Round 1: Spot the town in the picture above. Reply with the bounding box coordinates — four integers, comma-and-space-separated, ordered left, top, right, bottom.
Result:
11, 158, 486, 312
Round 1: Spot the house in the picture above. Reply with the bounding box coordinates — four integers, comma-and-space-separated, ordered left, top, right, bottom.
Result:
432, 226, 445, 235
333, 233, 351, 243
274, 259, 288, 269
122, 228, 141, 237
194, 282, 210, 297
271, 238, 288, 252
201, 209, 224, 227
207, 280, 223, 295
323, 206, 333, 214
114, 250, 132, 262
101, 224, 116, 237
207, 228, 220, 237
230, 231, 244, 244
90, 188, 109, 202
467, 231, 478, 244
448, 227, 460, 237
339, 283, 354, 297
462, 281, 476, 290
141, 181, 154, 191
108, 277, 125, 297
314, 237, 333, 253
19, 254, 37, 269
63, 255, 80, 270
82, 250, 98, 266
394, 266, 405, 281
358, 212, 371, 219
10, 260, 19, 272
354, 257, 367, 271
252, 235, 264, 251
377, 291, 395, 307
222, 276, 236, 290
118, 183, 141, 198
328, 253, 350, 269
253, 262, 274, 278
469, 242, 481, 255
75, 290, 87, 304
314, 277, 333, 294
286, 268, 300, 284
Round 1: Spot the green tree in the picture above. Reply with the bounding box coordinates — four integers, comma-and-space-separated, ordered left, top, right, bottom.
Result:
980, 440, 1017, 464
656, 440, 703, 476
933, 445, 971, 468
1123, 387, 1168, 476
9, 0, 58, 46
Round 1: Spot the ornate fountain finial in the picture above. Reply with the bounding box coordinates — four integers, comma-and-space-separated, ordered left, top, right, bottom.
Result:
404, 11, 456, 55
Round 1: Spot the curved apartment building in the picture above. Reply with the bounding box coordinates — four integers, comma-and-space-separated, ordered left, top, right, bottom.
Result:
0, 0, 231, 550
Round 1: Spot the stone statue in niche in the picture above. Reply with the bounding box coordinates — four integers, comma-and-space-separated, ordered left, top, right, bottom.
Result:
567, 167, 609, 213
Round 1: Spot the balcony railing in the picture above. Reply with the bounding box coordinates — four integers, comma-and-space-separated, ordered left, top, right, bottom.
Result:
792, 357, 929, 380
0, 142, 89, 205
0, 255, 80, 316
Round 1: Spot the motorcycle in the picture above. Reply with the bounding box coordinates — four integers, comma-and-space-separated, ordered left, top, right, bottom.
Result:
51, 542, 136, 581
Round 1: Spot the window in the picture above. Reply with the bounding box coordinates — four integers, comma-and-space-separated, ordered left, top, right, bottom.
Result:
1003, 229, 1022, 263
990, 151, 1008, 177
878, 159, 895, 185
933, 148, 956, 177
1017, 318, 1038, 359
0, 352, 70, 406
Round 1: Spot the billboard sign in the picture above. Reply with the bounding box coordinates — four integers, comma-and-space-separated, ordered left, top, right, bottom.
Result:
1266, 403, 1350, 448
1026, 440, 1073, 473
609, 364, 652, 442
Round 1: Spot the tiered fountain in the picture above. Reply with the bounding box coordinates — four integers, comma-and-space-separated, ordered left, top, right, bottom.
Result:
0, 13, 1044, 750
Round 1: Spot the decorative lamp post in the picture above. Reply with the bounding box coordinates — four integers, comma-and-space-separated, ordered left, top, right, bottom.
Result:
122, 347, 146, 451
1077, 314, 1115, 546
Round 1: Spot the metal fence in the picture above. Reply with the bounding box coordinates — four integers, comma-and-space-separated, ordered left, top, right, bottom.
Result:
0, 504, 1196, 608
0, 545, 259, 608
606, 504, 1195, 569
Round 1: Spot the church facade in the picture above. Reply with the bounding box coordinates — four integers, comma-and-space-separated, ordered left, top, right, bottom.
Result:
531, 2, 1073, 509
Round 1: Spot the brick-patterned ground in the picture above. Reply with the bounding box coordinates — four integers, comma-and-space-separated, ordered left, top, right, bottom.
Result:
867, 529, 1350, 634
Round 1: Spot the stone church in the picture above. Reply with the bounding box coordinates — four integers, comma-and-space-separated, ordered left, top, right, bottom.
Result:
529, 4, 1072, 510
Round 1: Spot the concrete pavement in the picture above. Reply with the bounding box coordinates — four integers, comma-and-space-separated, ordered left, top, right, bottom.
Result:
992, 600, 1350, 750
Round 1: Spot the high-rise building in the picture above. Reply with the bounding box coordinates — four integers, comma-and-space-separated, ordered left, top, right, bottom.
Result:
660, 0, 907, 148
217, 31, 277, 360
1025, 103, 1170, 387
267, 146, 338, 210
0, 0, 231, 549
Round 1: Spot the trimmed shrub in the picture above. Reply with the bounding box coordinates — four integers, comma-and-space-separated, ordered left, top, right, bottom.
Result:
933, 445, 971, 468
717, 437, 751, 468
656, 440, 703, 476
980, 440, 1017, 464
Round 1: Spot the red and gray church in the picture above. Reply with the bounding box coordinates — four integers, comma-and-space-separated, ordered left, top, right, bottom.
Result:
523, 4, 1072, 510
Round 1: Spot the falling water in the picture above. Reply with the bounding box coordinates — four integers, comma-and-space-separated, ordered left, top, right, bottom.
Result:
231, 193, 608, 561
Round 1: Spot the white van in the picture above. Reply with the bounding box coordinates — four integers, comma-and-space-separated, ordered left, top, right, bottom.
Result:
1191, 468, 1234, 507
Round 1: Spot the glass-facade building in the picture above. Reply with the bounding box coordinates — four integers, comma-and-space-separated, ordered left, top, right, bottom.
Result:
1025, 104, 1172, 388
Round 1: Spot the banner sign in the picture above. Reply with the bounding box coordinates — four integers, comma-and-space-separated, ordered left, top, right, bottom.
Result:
━━━━━━━━━━━━━━━━━━━━
# What needs to be done
Recast all of the material above as a numbered list, omitting any blank lines.

# Problem solution
1. Round 1: Spot the town in the picture above. Reply with the bounding box coordinates — four integers, comma-and-space-separated, ordered left, top, right, bottom.
2. Result:
3. 11, 158, 486, 312
4. Round 1: Spot the house in the picture above. Reply with the bounding box coordinates — four integers, comma-and-space-separated, ordered left, top, right, bottom.
5. Result:
6. 432, 226, 445, 235
7. 333, 233, 351, 243
8. 274, 259, 288, 269
9. 122, 228, 141, 237
10. 194, 282, 210, 297
11. 271, 238, 288, 252
12. 201, 209, 224, 227
13. 207, 280, 223, 295
14. 323, 206, 333, 214
15. 114, 250, 132, 262
16. 101, 224, 116, 237
17. 207, 228, 220, 237
18. 230, 231, 244, 244
19. 90, 188, 109, 202
20. 467, 231, 478, 244
21. 448, 227, 460, 237
22. 339, 283, 354, 297
23. 462, 281, 476, 290
24. 141, 181, 154, 191
25. 108, 277, 125, 297
26. 314, 237, 333, 253
27. 19, 254, 37, 269
28. 63, 255, 80, 270
29. 82, 250, 98, 266
30. 394, 266, 405, 281
31. 358, 212, 371, 219
32. 10, 260, 19, 272
33. 354, 257, 367, 271
34. 252, 235, 264, 251
35. 377, 291, 395, 307
36. 222, 276, 236, 290
37. 118, 183, 141, 198
38. 328, 253, 350, 269
39. 253, 262, 274, 278
40. 469, 242, 481, 255
41. 75, 290, 87, 304
42. 314, 277, 333, 294
43. 286, 268, 300, 284
44. Round 1: Spot the green tree in the picture above. Reply with the bounding box coordinates — four integers, comma-and-space-separated, ordered left, top, right, bottom.
45. Result:
46. 980, 440, 1017, 464
47. 656, 440, 703, 476
48. 933, 445, 971, 468
49. 1123, 387, 1168, 476
50. 9, 0, 58, 46
51. Round 1: Spot the ornate fountain finial in the picture above. Reply with the bounding box coordinates — four integers, comma-and-space-separated, ordered left, top, right, bottom.
52. Result:
53. 404, 11, 456, 55
54. Round 1: Spot the curved apartment building in the picture above. Reply with the bounding box coordinates — four integers, comma-and-space-separated, ordered left, top, right, bottom.
55. Result:
56. 0, 0, 231, 550
57. Round 1: Spot the stone statue in niche in the picture above. Reply with the bounding box coordinates — four integers, comma-and-space-separated, ordered left, top, right, bottom.
58. Result:
59. 567, 167, 609, 213
60. Round 1: Spot the balcony railing in the picture above. Reply with the bounding box coordinates — four integers, comma-and-space-separated, ordered left, top, right, bottom.
61. Result:
62. 792, 357, 929, 380
63. 0, 142, 89, 205
64. 0, 255, 80, 316
65. Round 1: Spot the motorcycle in the picture above. Reply with the bounding box coordinates — four integers, comma-and-space-separated, ordered left, top, right, bottom.
66. Result:
67. 51, 542, 136, 581
68. Round 1: Spot the window in the picture above. Reply with the bounding box coordinates — four integers, comma-and-space-separated, ordered left, top, right, bottom.
69. Result:
70. 1003, 229, 1022, 263
71. 990, 151, 1008, 177
72. 878, 159, 895, 185
73. 933, 148, 956, 177
74. 1017, 318, 1038, 359
75. 0, 352, 70, 406
76. Round 1: Spot the billboard sign in the picture above. Reply with the bounding box coordinates — four integers, comma-and-space-separated, ordered left, top, right, bottom.
77. Result:
78. 1266, 403, 1350, 448
79. 1026, 440, 1073, 473
80. 609, 364, 652, 442
81. Round 1: Spot the tiered fountain in the picture above. Reply with the bounding box coordinates — four integers, comma-and-space-separated, ordered left, top, right, bottom.
82. Result:
83. 0, 13, 1044, 750
84. Round 1: Spot the decorative lamp post in the picture above. Reply with the bounding box coordinates — four integers, comma-and-space-separated, ordered left, top, right, bottom.
85. Result:
86. 122, 347, 146, 451
87. 1077, 314, 1115, 546
88. Round 1: Spot the metal fence in the picture above. Reply with the bounding box coordinates — four integers, comma-and-space-separated, ordered left, top, right, bottom.
89. Result:
90. 0, 504, 1196, 608
91. 0, 545, 259, 608
92. 606, 504, 1195, 569
93. Round 1: Spot the church facade in the picture above. Reply with the bounding box coordinates — four integers, comma-and-space-separated, ordered left, top, right, bottom.
94. Result:
95. 531, 2, 1073, 509
96. Round 1: Spot the brick-patterned ground in the picture above. Reply with the bounding box coordinates — four integers, comma-and-space-separated, ordered left, top, right, bottom.
97. Result:
98. 867, 529, 1350, 634
99. Round 1: Spot the stone church in the picture above. Reply with the bounding box coordinates — four integers, comma-and-space-separated, ordered left, top, right, bottom.
100. Result:
101. 529, 4, 1072, 510
102. Round 1: Spot the concrete pavement in the picture above. Reply with the bounding box coordinates — four integers, comma-and-space-separated, ordered left, top, right, bottom.
103. Result:
104. 992, 600, 1350, 750
105. Round 1: Spot the high-rise building in the picture above. Reply with the bounding box coordinates — four integers, comma-and-space-separated, ordered left, top, right, bottom.
106. Result:
107. 660, 0, 907, 148
108. 217, 31, 277, 360
109. 1025, 103, 1170, 387
110. 267, 146, 338, 210
111. 0, 0, 231, 549
112. Round 1: Spot the trimmed shrub in the picture above. Reply with the bounding box coordinates — four integers, comma-and-space-separated, ordered left, top, right, bottom.
113. Result:
114. 933, 445, 971, 468
115. 717, 437, 751, 468
116. 656, 440, 703, 476
117. 980, 440, 1017, 464
118. Round 1: Spot the red and gray church in the picture above. Reply with the bounding box coordinates — four integers, comma-and-space-separated, ordered left, top, right, bottom.
119. Result:
120. 523, 4, 1072, 510
121. Round 1: Spot the falling water in the picture above. Reply with the bounding box coordinates — four integers, comma-and-space-separated, ordered left, top, right, bottom.
122. Result:
123. 231, 193, 608, 561
124. Round 1: Spot the white van in the picture above. Reply with the bounding box coordinates — four integers, comma-and-space-separated, ordered left, top, right, bottom.
125. Result:
126. 1191, 468, 1234, 507
127. Round 1: Spot the glass-facade building in the picture above. Reply with the bounding box coordinates — four integers, comma-and-space-separated, ordered left, top, right, bottom.
128. Result:
129. 1025, 104, 1172, 388
130. Round 1: Spot the banner sign in the picture above. Reply with the bounding box coordinates — four integers, comma-and-space-separated, ordered left, top, right, bottom.
131. Result:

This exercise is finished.